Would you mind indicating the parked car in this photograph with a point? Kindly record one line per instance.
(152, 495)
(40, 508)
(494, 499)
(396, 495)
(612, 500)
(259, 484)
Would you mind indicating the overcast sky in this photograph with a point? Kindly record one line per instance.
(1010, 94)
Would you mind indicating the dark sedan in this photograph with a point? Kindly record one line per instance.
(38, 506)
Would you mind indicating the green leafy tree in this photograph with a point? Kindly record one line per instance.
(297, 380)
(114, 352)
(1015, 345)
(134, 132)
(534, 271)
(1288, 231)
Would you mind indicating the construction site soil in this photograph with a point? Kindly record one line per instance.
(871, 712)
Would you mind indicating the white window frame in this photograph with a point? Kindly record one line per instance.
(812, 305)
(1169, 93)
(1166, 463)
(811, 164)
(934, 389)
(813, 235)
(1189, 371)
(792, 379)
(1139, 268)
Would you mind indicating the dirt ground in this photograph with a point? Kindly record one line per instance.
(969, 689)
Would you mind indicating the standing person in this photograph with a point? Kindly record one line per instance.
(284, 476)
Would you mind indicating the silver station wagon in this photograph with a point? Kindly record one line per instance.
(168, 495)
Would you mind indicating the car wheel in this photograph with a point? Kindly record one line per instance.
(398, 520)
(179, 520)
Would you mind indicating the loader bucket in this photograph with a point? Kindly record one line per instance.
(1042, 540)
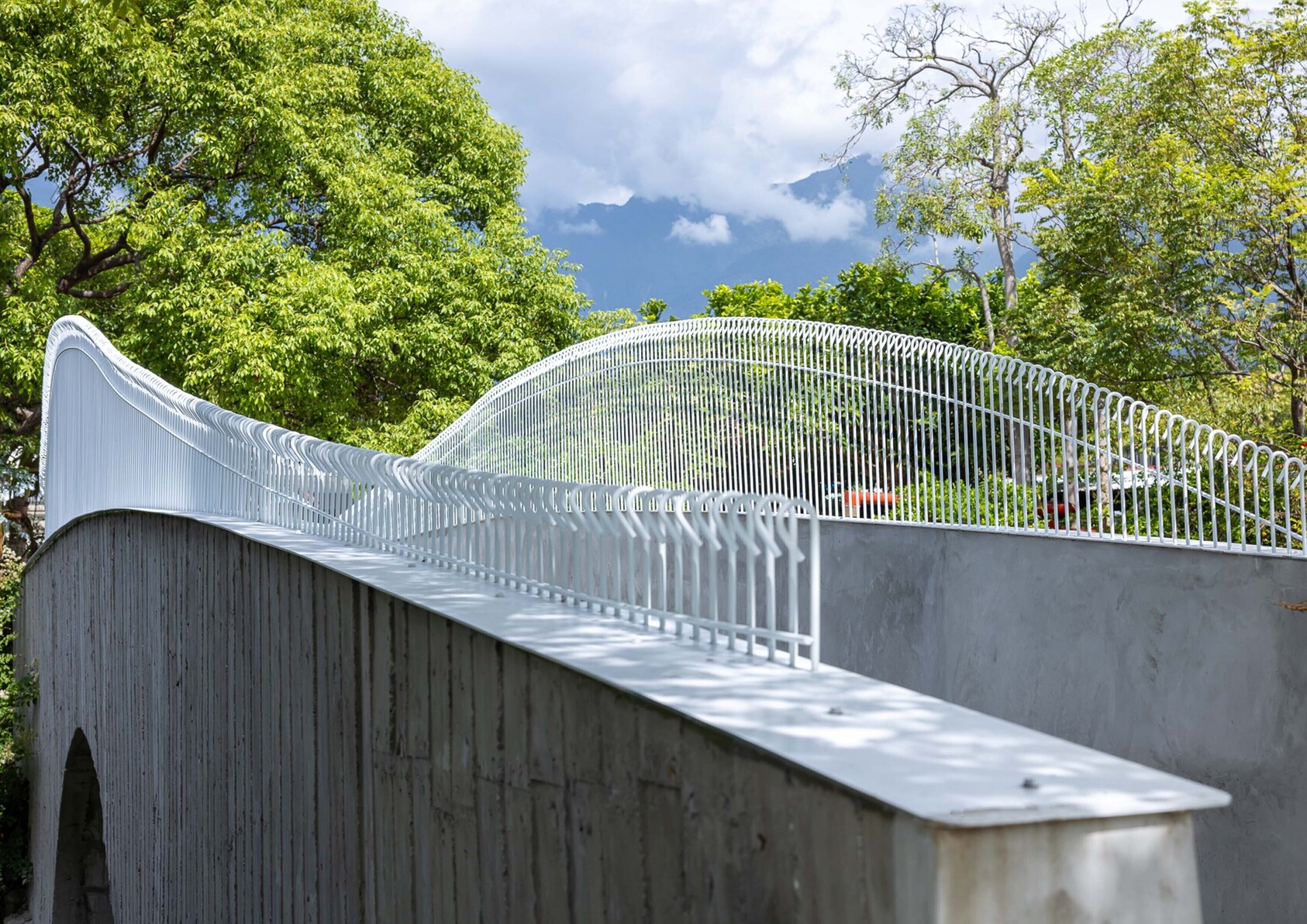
+++++
▶ [Given instruction] Reproduce each of the lines above verbatim, omitting the picture from your answer.

▶ [Written solution]
Would you mind indicating the parked car in this photograph with a point? Kindly record one line per instance.
(152, 495)
(40, 508)
(494, 499)
(396, 495)
(612, 500)
(259, 484)
Would you mind indicating the overcast sky in this photograph with a point? Kindly record one line per instance.
(1010, 94)
Would you mind indicating the dark sedan in this photograph with a point? Kindly record one line per instance.
(38, 506)
Would you mind indicating the green leafy tree in this photograph with a point? Kindly record one line per instance.
(297, 380)
(114, 352)
(1015, 345)
(134, 132)
(534, 271)
(1288, 231)
Would you mind indicating the construction site soil in this photograph with a point? Kindly record one line per instance.
(871, 712)
Would you mind indicating the white window frame in this photograph with a point? Kindly record one line per instance.
(812, 305)
(1169, 93)
(1166, 463)
(811, 164)
(934, 389)
(813, 235)
(1189, 371)
(792, 379)
(1139, 268)
Would you mind indicating the dirt ground in this photograph with a point? Kindly record one line per instance.
(969, 689)
Would you mind indicating the standing person in this photograph with a point? Kindly record one line per instance.
(284, 476)
Would you mind indicating the silver station wagon in this photograph with a point? Kindly record one line per instance.
(168, 495)
Would you mind indicating the car wheel in this photograph with a point? Kindly record one line per instance.
(398, 520)
(179, 520)
Would you mind indicating the loader bucket in this photograph with a point? Kindly record one line per instance.
(1042, 540)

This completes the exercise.